▶ **What you will do**
Extract the full set of records, then give each one again exactly.

▶ **Listing**

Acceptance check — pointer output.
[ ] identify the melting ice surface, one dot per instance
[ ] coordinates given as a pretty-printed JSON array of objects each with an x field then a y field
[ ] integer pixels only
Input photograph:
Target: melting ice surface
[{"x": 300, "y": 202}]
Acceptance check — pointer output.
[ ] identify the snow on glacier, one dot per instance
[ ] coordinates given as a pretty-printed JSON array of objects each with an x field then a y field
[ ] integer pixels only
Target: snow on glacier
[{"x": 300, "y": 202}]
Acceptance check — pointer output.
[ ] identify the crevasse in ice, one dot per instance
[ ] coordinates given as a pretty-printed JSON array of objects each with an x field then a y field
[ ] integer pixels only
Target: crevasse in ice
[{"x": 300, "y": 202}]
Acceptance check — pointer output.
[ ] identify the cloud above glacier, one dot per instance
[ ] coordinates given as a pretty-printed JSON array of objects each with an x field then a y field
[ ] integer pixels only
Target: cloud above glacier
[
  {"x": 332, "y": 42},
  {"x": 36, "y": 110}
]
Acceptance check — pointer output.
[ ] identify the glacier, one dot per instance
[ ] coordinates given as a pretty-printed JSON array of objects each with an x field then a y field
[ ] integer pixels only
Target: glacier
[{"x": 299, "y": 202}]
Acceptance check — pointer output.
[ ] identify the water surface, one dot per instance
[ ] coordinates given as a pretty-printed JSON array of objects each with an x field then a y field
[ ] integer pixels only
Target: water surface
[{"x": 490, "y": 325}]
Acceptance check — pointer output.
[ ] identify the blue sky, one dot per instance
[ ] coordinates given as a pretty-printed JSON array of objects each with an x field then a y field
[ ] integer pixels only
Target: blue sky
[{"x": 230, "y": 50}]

▶ **Right answer**
Acceptance check — pointer output.
[ ] identify the melting ice surface, one dot per instance
[ ] coordinates given as a pretty-printed JSON array of objects each with an x field then a y field
[ ] integer pixels only
Input photograph:
Target: melting ice surface
[{"x": 300, "y": 202}]
Acceptance check — pointer output.
[ ] identify the snow on glacier, one dot per instance
[ ] coordinates given as a pretty-printed JSON array of objects each with an x field then a y field
[ ] integer pixels only
Target: snow on glacier
[{"x": 300, "y": 202}]
Acceptance check — pointer output.
[ ] identify the crevasse in ice, one dot per instance
[ ] coordinates given as a pretty-printed JSON array of objects each with an x field then a y field
[ ] integer pixels only
Target: crevasse in ice
[{"x": 300, "y": 202}]
Acceptance check — pointer output.
[ ] identify the cloud above glacier, one dot per instance
[ ] coordinates given as a pretty-printed JSON array of objects each with an x field then a y field
[ ] integer pixels only
Target: cloud above glacier
[
  {"x": 332, "y": 42},
  {"x": 36, "y": 110}
]
Acceptance check — pointer output.
[ ] identify the glacier, one dot per instance
[ ] coordinates given as a pretty-printed JSON array of objects each with an x field then a y field
[ ] integer pixels only
Target: glacier
[{"x": 299, "y": 202}]
Acceptance check — pointer output.
[ ] identify the water surface, one dot per instance
[ ] coordinates given as a pretty-printed JSON array of objects each with an x field then a y field
[ ] integer pixels only
Target: water surface
[{"x": 490, "y": 325}]
Acceptance check — pointer output.
[ ] identify the blue sky, one dot per instance
[ ] coordinates given as a pretty-printed JSON array of objects each with an x field then a y field
[ ] integer pixels only
Target: blue sky
[{"x": 230, "y": 50}]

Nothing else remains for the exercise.